Work required: Beginning at the line that has "Locate each instance of the pendant" and continuing through the end of the items, write those lines out again with the requests included. Shift every answer coordinate up by 56, and leave the numbers in the requests and their sample points unchanged.

Provided entries:
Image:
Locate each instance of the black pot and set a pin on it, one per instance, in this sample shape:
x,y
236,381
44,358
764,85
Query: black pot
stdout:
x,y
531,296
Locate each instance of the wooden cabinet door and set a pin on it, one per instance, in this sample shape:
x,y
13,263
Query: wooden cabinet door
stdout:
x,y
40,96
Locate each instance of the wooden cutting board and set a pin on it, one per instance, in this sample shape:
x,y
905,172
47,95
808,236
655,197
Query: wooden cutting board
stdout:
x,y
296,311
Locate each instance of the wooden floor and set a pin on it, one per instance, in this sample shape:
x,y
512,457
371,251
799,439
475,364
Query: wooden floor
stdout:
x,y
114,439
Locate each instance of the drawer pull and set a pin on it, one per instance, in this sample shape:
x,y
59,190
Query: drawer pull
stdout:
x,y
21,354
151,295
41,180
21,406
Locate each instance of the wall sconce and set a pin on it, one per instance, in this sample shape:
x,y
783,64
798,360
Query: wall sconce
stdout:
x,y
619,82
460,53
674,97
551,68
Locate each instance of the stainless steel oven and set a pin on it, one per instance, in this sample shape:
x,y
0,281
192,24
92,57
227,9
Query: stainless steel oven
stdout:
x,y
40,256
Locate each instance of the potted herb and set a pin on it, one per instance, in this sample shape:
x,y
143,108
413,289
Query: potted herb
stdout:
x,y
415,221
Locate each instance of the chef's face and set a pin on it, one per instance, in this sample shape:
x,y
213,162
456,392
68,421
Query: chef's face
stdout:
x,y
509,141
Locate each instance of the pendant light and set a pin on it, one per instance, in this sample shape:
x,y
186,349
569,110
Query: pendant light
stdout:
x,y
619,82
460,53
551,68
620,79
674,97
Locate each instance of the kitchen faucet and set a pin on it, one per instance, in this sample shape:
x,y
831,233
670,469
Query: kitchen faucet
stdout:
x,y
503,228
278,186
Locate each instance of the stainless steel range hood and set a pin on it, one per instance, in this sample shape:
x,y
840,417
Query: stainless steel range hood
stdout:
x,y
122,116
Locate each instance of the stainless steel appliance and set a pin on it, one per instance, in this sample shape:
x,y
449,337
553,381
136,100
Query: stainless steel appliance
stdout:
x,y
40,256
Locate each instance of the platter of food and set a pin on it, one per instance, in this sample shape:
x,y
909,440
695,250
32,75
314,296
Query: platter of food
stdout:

Written answer:
Locate each instance of the pendant light and set a pin on it, one per instance, in this sample shape:
x,y
186,349
569,110
Query: pendant light
stdout:
x,y
675,138
516,109
607,124
676,135
730,153
Locate each instance of the kitchen faucet and set a pin on it, one per instance, in this sample shape:
x,y
831,233
670,469
Query: kitchen faucet
stdout:
x,y
559,284
334,242
Locate each instance of the stainless steel range hood and set a pin on it, one per instance, in this sample shape:
x,y
840,417
Query: stainless steel range hood
stdout:
x,y
178,172
Locate each instance of the stainless steel appliance and set a pin on it, one per instance, in this sample shape:
x,y
449,337
553,381
136,100
Query: stainless steel appliance
stdout:
x,y
96,312
Locate each instance of the platter of food and set a pin on it, one per instance, in this sample shape:
x,y
909,440
695,250
32,75
314,296
Query: platter of food
stdout:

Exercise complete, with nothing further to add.